START Records shown

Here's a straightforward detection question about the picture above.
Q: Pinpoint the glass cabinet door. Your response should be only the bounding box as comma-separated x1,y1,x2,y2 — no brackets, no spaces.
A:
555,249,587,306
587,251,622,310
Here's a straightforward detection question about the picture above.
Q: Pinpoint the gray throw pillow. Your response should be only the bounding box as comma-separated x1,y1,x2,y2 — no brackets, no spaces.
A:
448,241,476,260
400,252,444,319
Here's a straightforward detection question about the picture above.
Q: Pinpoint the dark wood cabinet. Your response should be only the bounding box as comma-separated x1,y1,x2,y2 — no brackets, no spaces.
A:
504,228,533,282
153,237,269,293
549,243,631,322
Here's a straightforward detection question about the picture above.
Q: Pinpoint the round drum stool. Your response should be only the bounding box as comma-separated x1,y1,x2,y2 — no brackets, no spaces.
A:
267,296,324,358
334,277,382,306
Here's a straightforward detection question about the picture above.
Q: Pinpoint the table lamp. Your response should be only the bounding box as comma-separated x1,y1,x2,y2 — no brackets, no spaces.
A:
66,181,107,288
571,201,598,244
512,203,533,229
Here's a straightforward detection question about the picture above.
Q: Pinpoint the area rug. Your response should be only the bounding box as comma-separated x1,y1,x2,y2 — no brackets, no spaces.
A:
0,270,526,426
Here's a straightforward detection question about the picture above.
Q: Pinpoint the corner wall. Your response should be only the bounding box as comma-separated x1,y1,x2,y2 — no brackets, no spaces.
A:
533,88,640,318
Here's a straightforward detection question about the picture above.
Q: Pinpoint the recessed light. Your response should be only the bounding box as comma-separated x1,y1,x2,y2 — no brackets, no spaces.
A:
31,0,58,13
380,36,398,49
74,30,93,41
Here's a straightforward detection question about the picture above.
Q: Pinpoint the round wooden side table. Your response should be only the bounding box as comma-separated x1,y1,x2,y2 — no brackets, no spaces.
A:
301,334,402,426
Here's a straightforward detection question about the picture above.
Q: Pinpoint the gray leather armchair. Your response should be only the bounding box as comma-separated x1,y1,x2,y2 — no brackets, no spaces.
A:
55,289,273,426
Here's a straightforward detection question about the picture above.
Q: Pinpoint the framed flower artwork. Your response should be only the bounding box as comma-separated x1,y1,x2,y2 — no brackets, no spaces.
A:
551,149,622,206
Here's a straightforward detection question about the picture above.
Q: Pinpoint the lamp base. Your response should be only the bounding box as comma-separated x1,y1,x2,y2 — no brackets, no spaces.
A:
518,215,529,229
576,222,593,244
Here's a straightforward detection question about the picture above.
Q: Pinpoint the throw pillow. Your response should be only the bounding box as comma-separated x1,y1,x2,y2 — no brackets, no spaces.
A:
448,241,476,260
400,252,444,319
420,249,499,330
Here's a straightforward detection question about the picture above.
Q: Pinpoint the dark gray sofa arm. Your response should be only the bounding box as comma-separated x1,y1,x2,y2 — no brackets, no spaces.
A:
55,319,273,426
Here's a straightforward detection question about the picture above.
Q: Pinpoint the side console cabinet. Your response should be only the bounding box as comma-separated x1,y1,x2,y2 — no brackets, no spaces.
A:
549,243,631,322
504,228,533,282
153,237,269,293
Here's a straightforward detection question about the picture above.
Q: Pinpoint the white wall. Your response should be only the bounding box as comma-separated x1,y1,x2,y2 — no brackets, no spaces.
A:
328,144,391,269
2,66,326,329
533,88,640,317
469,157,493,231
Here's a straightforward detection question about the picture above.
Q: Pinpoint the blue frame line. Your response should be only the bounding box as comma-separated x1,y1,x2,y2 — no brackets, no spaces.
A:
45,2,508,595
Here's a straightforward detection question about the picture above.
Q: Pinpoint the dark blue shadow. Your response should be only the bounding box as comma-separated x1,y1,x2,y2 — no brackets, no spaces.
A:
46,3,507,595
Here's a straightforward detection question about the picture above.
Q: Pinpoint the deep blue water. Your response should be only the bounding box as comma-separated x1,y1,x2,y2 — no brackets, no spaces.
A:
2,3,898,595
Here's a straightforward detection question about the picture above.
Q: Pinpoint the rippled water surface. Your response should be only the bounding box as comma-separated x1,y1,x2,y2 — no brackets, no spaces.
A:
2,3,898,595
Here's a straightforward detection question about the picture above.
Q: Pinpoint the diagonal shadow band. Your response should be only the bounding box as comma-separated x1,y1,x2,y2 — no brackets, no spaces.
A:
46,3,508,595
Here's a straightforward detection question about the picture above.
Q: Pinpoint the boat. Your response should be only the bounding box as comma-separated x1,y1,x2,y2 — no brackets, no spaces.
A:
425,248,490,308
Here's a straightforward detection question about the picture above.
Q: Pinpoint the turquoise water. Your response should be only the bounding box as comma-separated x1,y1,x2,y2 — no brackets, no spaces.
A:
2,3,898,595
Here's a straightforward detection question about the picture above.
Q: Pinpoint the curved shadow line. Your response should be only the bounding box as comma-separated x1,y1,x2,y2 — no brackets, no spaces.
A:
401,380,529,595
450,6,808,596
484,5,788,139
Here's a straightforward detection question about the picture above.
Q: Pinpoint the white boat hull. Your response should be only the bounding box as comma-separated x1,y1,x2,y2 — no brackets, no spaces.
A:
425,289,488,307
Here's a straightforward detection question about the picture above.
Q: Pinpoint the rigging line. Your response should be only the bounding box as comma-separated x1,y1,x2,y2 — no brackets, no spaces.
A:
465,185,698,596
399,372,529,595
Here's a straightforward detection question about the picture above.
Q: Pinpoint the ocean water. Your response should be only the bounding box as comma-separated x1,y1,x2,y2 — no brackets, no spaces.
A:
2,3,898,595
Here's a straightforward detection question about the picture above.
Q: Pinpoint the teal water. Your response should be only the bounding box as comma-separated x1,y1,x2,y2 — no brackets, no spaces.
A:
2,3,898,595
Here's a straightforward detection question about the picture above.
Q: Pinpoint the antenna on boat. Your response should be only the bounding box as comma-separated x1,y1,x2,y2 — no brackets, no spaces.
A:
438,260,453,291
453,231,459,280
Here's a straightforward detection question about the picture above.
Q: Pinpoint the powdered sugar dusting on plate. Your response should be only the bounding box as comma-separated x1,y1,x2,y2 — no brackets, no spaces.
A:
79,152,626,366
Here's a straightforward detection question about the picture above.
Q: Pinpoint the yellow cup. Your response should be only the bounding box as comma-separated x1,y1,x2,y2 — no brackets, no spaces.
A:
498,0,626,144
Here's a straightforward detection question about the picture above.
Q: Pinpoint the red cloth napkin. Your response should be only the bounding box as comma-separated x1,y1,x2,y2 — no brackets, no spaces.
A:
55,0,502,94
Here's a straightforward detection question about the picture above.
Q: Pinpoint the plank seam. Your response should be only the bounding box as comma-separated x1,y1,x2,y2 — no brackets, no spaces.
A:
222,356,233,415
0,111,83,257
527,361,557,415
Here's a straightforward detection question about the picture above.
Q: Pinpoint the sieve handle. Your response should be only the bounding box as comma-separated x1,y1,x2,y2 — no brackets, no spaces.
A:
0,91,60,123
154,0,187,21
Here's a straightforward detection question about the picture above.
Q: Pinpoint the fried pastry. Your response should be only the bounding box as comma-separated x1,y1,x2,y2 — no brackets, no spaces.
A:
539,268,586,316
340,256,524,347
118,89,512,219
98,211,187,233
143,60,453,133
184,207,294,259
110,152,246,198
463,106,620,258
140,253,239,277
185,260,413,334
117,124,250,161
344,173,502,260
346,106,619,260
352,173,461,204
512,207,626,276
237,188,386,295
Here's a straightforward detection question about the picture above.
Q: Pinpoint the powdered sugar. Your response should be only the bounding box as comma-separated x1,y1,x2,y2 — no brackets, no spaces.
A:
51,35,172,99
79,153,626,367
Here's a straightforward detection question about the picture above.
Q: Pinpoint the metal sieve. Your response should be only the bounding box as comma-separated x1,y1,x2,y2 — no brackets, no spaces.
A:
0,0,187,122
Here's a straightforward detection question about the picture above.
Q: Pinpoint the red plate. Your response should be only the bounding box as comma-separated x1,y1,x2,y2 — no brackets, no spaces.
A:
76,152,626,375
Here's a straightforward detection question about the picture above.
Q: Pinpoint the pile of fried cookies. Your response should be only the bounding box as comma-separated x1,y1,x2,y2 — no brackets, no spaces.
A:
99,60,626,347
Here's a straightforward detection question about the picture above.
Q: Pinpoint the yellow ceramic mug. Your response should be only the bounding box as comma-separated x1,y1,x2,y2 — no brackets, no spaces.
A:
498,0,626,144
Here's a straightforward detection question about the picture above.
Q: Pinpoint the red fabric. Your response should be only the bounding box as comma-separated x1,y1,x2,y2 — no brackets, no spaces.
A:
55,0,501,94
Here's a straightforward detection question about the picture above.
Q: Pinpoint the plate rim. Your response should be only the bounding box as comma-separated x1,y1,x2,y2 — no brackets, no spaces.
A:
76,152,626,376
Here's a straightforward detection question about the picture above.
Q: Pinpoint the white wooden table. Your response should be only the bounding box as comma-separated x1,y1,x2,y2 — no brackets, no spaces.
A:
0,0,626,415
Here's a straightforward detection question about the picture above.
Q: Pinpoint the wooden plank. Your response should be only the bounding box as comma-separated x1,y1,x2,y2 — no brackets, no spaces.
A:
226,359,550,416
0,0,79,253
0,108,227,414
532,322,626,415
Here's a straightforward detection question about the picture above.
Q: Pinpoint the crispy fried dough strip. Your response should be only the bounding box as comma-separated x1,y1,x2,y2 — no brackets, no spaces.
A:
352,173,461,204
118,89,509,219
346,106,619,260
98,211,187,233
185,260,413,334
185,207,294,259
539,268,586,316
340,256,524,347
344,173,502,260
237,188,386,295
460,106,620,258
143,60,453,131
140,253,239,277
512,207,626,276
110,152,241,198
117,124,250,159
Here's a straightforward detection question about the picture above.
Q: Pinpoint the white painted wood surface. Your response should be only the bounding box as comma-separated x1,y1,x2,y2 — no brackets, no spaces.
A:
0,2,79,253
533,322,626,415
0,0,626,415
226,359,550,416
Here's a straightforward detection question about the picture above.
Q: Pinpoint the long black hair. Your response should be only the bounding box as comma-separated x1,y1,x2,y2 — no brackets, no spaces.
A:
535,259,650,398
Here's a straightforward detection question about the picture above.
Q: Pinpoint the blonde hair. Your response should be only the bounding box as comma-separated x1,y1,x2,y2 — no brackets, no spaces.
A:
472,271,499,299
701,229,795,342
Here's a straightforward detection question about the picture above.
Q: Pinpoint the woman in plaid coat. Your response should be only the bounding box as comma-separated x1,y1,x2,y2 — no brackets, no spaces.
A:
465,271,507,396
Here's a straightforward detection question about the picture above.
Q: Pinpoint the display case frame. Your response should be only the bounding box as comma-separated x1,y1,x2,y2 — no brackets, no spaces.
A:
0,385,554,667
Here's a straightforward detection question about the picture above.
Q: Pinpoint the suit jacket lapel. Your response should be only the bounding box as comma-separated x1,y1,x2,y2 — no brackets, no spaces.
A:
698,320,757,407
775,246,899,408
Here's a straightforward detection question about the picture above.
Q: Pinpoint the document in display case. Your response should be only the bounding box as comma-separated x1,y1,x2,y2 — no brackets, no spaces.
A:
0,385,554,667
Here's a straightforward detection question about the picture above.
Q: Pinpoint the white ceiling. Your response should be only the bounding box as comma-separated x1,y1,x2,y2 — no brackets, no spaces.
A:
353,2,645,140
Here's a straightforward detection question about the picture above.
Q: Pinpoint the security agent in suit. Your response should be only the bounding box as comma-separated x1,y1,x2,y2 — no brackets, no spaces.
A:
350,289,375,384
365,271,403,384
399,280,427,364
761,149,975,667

END Records shown

* What you have to do
Repeat the data exactly, starting at its first line and stopping after the line that contains "587,251,622,310".

* Result
Here's a straightforward detection question about the picture above.
Q: Pinpoint the glass cabinet door. Your response should be only the bounding box as comma-separated x1,y1,x2,y2 — no brackets, no spaces.
A:
555,249,587,306
587,251,622,310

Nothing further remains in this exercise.